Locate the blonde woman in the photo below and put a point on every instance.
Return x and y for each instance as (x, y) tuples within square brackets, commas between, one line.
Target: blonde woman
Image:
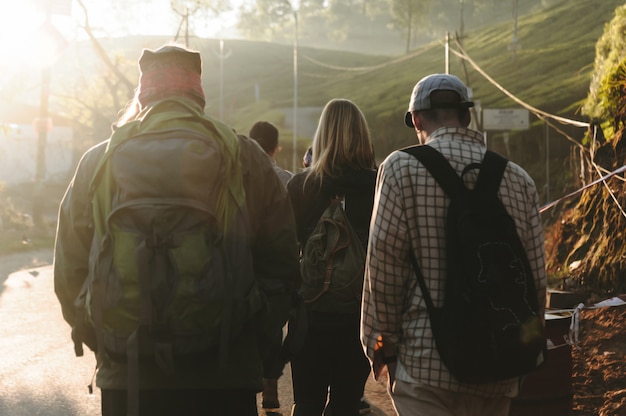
[(332, 364)]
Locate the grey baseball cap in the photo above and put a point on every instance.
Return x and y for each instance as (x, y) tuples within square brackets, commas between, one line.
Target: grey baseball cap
[(421, 100)]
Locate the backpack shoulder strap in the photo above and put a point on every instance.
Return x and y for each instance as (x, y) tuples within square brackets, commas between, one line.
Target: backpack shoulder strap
[(491, 172), (439, 168)]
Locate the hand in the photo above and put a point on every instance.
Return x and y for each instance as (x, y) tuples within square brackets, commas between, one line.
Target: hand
[(391, 373)]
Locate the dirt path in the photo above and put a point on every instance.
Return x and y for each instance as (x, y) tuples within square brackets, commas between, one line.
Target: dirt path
[(375, 392)]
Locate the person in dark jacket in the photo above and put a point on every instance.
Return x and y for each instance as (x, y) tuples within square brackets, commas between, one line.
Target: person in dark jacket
[(170, 96), (332, 365)]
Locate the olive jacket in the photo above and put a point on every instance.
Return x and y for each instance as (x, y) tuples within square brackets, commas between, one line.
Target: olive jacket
[(275, 257)]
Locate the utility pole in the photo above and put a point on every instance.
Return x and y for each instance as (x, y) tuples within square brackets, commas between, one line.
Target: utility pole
[(295, 90), (41, 127), (514, 46), (222, 57)]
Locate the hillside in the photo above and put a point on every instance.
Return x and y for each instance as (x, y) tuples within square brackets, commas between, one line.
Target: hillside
[(246, 81)]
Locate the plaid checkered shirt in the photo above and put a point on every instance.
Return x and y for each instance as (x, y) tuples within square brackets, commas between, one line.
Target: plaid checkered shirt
[(409, 214)]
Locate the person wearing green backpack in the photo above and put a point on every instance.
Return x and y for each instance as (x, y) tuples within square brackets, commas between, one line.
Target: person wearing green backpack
[(176, 255), (332, 201)]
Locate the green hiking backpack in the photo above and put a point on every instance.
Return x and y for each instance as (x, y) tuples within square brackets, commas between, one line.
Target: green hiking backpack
[(166, 282), (333, 264)]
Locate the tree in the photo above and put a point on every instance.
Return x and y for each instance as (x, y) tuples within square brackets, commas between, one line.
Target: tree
[(407, 16)]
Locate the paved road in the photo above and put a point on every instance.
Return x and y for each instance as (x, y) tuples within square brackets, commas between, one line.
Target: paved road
[(39, 374)]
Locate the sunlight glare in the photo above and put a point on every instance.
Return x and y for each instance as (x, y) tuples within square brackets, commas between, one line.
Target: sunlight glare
[(24, 39)]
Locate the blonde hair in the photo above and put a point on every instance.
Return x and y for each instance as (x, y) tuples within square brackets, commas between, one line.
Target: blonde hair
[(342, 141)]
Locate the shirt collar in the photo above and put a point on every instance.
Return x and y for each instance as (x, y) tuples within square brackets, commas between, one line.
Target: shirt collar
[(456, 133)]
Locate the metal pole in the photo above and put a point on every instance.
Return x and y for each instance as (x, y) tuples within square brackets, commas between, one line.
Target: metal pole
[(447, 53), (221, 80), (547, 161), (295, 90), (42, 127)]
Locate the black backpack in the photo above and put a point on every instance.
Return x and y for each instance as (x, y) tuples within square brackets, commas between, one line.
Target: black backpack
[(488, 328)]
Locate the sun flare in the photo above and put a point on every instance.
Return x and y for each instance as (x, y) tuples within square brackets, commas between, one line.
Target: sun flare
[(26, 39)]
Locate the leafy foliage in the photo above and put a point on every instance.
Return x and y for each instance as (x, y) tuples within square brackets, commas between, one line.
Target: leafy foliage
[(607, 94)]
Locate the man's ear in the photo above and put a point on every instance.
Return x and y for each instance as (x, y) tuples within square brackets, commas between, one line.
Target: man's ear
[(417, 121), (465, 117)]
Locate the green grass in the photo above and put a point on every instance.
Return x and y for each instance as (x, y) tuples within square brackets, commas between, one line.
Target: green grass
[(551, 72)]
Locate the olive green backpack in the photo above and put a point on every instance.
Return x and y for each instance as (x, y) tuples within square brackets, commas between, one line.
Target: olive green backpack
[(333, 264)]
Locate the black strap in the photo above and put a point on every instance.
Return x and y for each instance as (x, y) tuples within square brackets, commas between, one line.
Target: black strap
[(439, 168), (491, 171)]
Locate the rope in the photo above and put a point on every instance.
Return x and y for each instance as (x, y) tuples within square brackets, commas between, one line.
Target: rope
[(535, 110), (597, 181)]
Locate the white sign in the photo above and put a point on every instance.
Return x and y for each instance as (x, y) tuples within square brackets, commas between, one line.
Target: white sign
[(505, 119)]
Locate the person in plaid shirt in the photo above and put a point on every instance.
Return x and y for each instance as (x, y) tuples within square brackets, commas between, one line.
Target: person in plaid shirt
[(409, 216)]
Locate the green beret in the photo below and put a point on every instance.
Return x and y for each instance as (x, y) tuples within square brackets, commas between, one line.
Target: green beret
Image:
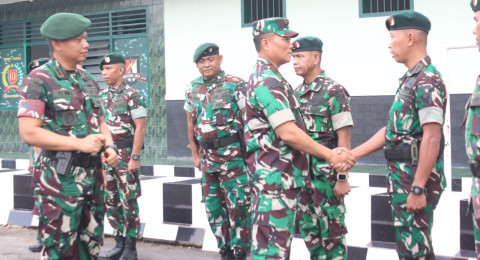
[(408, 20), (475, 6), (36, 63), (112, 58), (276, 25), (205, 49), (63, 26), (308, 43)]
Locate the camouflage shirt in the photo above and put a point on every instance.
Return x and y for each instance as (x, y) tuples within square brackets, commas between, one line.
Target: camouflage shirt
[(420, 99), (216, 113), (272, 164), (68, 103), (472, 141), (123, 104), (325, 106)]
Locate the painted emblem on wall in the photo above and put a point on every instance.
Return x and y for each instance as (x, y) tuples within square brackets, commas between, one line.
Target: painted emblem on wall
[(132, 72)]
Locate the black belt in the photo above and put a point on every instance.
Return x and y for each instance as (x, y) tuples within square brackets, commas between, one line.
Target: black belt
[(220, 142), (475, 168), (84, 160)]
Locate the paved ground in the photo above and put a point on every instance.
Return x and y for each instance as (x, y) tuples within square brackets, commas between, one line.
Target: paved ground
[(14, 242)]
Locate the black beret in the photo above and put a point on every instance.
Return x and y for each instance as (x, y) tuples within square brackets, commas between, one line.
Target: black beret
[(308, 43), (408, 20), (112, 58), (63, 26), (205, 49)]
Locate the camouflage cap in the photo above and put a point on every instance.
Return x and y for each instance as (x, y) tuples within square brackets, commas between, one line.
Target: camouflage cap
[(112, 58), (408, 20), (475, 5), (36, 63), (63, 26), (308, 43), (204, 50), (276, 25)]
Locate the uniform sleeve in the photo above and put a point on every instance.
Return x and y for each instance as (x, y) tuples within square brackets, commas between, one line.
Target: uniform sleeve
[(272, 97), (188, 103), (429, 100), (32, 98), (339, 107), (137, 106)]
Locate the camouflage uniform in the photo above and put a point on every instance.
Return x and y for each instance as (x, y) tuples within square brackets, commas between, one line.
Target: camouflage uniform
[(276, 171), (420, 99), (123, 105), (472, 144), (215, 106), (325, 107), (70, 205)]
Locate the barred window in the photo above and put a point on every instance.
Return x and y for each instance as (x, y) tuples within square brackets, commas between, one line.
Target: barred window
[(371, 8), (253, 10)]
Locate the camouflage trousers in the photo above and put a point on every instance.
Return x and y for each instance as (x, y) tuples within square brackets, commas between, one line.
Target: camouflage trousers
[(273, 223), (322, 220), (70, 227), (227, 201), (413, 231), (122, 209)]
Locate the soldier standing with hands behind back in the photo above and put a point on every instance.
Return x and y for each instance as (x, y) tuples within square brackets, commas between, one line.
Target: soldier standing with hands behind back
[(215, 105), (126, 117), (60, 111)]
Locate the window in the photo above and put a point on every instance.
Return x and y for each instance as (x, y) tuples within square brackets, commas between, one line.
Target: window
[(253, 10), (370, 8)]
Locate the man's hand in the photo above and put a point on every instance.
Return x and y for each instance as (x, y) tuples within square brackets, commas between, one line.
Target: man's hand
[(110, 157), (341, 189), (133, 165), (341, 159), (92, 143), (416, 203)]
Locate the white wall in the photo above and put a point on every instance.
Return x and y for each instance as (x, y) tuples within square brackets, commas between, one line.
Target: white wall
[(355, 49)]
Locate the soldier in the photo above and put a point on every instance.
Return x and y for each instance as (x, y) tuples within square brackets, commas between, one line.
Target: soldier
[(60, 111), (277, 144), (325, 106), (472, 137), (215, 106), (126, 116), (413, 137), (34, 151)]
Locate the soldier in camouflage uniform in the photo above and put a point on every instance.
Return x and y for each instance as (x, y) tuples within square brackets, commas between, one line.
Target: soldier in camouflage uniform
[(60, 111), (325, 106), (277, 144), (413, 137), (472, 138), (215, 105), (126, 116)]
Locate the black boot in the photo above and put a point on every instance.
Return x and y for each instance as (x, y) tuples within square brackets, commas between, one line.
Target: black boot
[(239, 255), (35, 247), (226, 253), (130, 252), (115, 252)]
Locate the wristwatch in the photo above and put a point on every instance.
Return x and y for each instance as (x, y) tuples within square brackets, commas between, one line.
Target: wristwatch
[(417, 190), (342, 177), (113, 146)]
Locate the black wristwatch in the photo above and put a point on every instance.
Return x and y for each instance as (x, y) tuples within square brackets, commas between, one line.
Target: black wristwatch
[(417, 190), (113, 146)]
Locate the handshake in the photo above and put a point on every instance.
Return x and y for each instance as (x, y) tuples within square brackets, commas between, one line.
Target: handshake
[(341, 159)]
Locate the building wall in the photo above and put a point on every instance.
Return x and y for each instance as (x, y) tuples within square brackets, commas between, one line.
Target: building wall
[(155, 145)]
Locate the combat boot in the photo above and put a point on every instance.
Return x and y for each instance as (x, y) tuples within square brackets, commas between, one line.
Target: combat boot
[(226, 253), (130, 252), (115, 252), (239, 255), (35, 247)]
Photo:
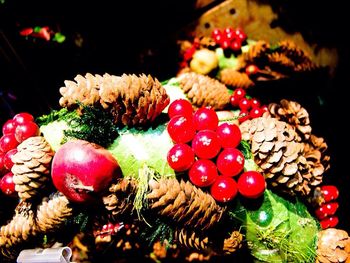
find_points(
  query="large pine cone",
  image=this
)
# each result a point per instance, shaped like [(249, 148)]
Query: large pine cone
[(31, 169), (19, 229), (204, 91), (184, 203), (133, 100), (294, 114), (53, 212), (279, 155), (333, 246)]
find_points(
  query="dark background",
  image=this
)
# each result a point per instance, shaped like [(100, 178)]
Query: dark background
[(138, 36)]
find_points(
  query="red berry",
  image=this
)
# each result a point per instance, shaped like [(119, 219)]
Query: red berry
[(181, 129), (255, 113), (8, 163), (206, 144), (244, 104), (203, 173), (23, 117), (239, 93), (180, 157), (180, 107), (9, 127), (229, 134), (327, 209), (26, 130), (251, 184), (230, 162), (224, 189), (205, 119), (243, 116), (330, 192), (8, 142), (7, 185)]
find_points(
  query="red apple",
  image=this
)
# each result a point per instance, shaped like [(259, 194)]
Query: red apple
[(82, 170)]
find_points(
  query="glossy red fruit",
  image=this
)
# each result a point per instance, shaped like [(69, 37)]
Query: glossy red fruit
[(203, 173), (251, 184), (244, 104), (205, 119), (327, 209), (180, 107), (224, 189), (206, 144), (330, 192), (8, 142), (180, 157), (229, 135), (26, 130), (9, 127), (8, 163), (230, 162), (23, 117), (239, 93), (329, 222), (7, 185), (255, 113), (181, 129)]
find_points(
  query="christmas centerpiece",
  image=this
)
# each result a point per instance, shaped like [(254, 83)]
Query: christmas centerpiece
[(192, 168)]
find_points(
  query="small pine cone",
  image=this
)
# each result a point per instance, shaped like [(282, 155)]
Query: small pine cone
[(236, 79), (276, 152), (53, 212), (204, 91), (120, 197), (84, 90), (184, 203), (19, 229), (31, 169), (133, 100), (333, 246), (294, 114)]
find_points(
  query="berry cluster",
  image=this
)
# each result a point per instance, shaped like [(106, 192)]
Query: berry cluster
[(250, 108), (229, 38), (208, 152), (15, 131), (326, 212)]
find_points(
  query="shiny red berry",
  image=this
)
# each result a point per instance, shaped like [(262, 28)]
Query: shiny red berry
[(224, 189), (229, 135), (251, 184), (180, 157), (181, 129), (329, 192), (203, 173), (206, 144), (180, 107), (230, 162), (205, 119)]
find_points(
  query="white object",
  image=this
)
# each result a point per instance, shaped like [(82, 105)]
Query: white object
[(48, 255)]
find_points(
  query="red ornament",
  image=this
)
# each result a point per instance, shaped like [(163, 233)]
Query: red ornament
[(224, 189), (251, 184)]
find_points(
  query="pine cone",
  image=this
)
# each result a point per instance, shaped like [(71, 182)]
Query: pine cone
[(204, 91), (133, 100), (53, 212), (236, 79), (31, 169), (19, 229), (276, 152), (294, 114), (333, 245), (84, 90), (184, 203), (120, 198)]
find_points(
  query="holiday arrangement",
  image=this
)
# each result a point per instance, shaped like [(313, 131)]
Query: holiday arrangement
[(192, 168)]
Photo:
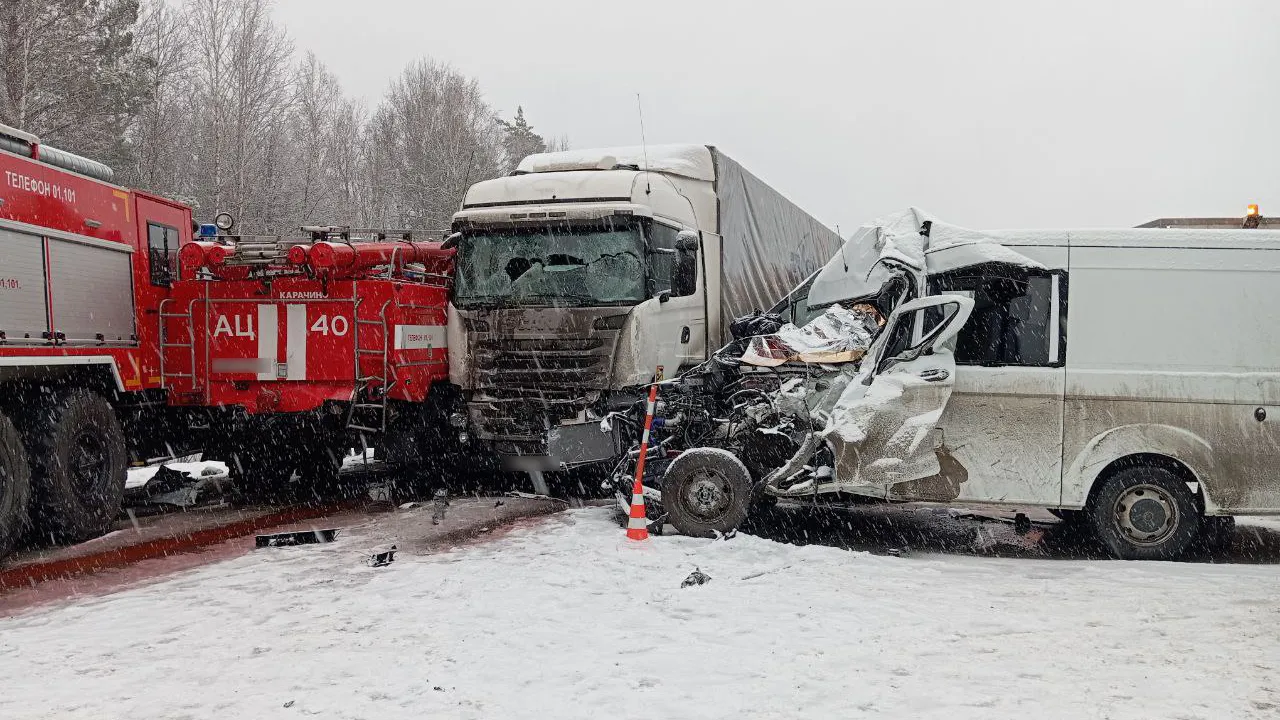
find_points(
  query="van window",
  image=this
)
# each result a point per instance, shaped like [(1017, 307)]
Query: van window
[(1011, 318), (161, 253)]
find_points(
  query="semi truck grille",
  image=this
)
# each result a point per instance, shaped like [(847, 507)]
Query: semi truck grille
[(526, 386)]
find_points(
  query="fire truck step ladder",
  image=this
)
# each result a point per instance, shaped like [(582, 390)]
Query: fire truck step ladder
[(375, 405), (165, 374)]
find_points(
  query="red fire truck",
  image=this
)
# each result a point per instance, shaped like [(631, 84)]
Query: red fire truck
[(124, 337)]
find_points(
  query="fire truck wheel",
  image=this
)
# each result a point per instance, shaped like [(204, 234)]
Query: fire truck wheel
[(14, 486), (78, 465)]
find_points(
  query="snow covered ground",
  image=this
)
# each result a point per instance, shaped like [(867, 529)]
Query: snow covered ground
[(567, 619)]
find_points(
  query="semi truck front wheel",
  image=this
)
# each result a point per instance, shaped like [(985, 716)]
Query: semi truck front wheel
[(14, 486), (78, 465)]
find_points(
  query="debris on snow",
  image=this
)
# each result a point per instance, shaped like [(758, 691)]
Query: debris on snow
[(439, 505), (182, 484), (696, 578), (300, 537), (382, 556)]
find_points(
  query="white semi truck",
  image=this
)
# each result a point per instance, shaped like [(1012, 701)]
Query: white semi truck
[(583, 272)]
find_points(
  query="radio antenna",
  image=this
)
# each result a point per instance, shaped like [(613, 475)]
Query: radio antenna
[(644, 146)]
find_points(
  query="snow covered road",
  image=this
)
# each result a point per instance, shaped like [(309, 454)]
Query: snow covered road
[(567, 619)]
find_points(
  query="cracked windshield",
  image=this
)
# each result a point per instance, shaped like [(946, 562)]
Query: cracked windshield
[(552, 265)]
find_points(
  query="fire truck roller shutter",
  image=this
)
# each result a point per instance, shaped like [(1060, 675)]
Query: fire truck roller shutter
[(23, 302), (92, 291)]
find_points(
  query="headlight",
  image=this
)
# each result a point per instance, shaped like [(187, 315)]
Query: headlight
[(609, 323)]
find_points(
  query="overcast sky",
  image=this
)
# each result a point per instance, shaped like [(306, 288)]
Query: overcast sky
[(991, 114)]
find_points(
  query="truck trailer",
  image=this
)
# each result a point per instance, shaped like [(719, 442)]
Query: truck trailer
[(584, 272)]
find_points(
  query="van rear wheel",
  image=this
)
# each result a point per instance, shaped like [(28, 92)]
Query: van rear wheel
[(1144, 514), (14, 486)]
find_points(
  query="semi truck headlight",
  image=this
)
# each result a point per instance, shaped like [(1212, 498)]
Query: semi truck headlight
[(609, 323)]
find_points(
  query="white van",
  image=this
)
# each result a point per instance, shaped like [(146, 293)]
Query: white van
[(1128, 379)]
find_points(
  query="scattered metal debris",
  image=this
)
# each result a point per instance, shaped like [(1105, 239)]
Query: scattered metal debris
[(696, 578), (382, 556), (300, 537), (439, 505)]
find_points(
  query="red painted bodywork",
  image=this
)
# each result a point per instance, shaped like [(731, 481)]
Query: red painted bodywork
[(353, 346)]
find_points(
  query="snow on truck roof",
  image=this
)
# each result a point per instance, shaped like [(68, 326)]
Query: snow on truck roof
[(688, 160)]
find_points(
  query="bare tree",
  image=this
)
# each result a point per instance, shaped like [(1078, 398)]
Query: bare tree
[(204, 100), (242, 92), (68, 71), (432, 136), (156, 140)]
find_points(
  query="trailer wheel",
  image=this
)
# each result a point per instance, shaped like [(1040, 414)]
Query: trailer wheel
[(705, 491), (1144, 514), (78, 465), (14, 487)]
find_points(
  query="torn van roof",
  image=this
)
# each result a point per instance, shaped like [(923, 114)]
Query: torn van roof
[(895, 244)]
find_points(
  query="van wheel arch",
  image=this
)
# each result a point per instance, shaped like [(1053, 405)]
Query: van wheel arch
[(1147, 460)]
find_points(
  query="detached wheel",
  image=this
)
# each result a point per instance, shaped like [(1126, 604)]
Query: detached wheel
[(14, 487), (705, 491), (78, 465), (1144, 514)]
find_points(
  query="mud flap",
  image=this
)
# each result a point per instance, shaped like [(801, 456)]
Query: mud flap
[(883, 427)]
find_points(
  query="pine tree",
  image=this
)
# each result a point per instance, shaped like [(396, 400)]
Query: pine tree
[(520, 140)]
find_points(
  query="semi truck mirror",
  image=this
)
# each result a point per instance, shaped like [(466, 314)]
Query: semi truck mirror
[(684, 274)]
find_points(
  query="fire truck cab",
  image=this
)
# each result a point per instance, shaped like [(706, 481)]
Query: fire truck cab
[(124, 338)]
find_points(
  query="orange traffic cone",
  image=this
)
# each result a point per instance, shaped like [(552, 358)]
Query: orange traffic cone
[(638, 527)]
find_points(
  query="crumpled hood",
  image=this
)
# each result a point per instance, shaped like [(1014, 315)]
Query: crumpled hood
[(895, 244)]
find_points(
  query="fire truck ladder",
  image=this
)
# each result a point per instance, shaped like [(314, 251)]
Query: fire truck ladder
[(167, 376), (362, 401)]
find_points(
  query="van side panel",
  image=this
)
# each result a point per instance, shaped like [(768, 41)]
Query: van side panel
[(1173, 350)]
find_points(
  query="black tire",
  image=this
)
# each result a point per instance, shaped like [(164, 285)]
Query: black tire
[(78, 463), (1144, 514), (707, 491), (14, 487)]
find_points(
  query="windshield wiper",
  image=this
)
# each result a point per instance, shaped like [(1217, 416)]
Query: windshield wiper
[(576, 297)]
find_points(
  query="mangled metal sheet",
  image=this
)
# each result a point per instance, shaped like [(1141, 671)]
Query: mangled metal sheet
[(910, 242), (837, 336)]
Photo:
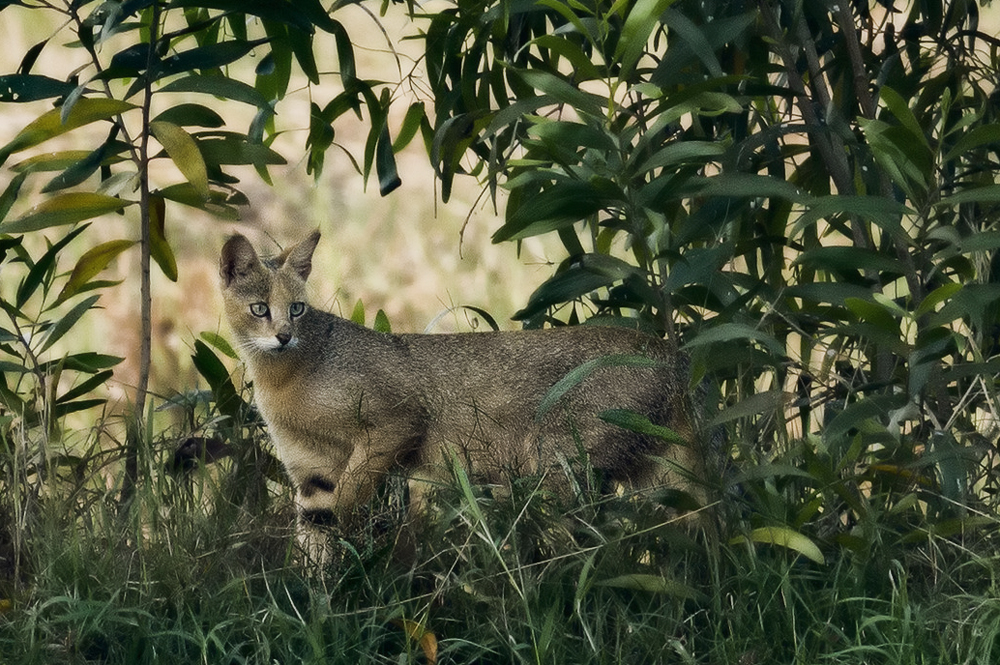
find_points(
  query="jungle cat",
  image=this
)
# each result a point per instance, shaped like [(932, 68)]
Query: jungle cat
[(344, 404)]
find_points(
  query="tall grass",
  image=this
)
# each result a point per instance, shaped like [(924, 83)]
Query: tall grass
[(201, 568)]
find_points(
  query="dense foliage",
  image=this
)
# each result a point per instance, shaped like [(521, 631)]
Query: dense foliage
[(802, 196)]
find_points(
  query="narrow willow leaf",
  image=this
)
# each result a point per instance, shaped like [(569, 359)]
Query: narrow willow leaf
[(936, 297), (640, 424), (874, 313), (188, 115), (985, 135), (227, 400), (381, 323), (897, 106), (219, 86), (209, 56), (91, 264), (219, 204), (411, 124), (642, 19), (50, 161), (385, 163), (63, 325), (579, 374), (31, 87), (50, 124), (730, 332), (220, 343), (159, 248), (64, 209), (767, 403), (37, 274), (563, 92), (184, 152), (85, 387), (358, 315), (783, 537), (10, 195)]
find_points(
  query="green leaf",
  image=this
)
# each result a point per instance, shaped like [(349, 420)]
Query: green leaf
[(580, 373), (219, 86), (385, 163), (783, 537), (768, 403), (188, 115), (85, 387), (873, 313), (209, 56), (159, 248), (64, 209), (91, 263), (936, 297), (31, 87), (381, 323), (358, 314), (227, 400), (220, 343), (726, 333), (559, 205), (63, 325), (184, 152), (585, 275), (42, 267), (220, 204), (984, 135), (642, 19), (844, 260), (897, 106), (883, 211), (79, 170), (10, 195), (50, 124), (640, 424), (236, 149), (563, 92), (411, 124)]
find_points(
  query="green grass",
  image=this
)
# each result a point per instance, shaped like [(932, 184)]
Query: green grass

________

◆ Work instructions
All that should be written out is the stretch of lines above between the one holding "Target: soldier in camouflage uniform" and the one holding "Locate the wristwatch", inclusive, exactly as given.

◆ Output for this task
Target: soldier in camouflage uniform
[(60, 111), (325, 106), (277, 144), (413, 137), (472, 138), (215, 105), (126, 116)]
Locate the black boot in the photo above and put a point on every instance.
Return x and y for each instance as (x, y) tuples within square brackets, commas between, one line.
Target: black boot
[(239, 255), (35, 247), (226, 253), (130, 252), (115, 252)]
Locate the wristwatch in the photo above and put a point on every instance.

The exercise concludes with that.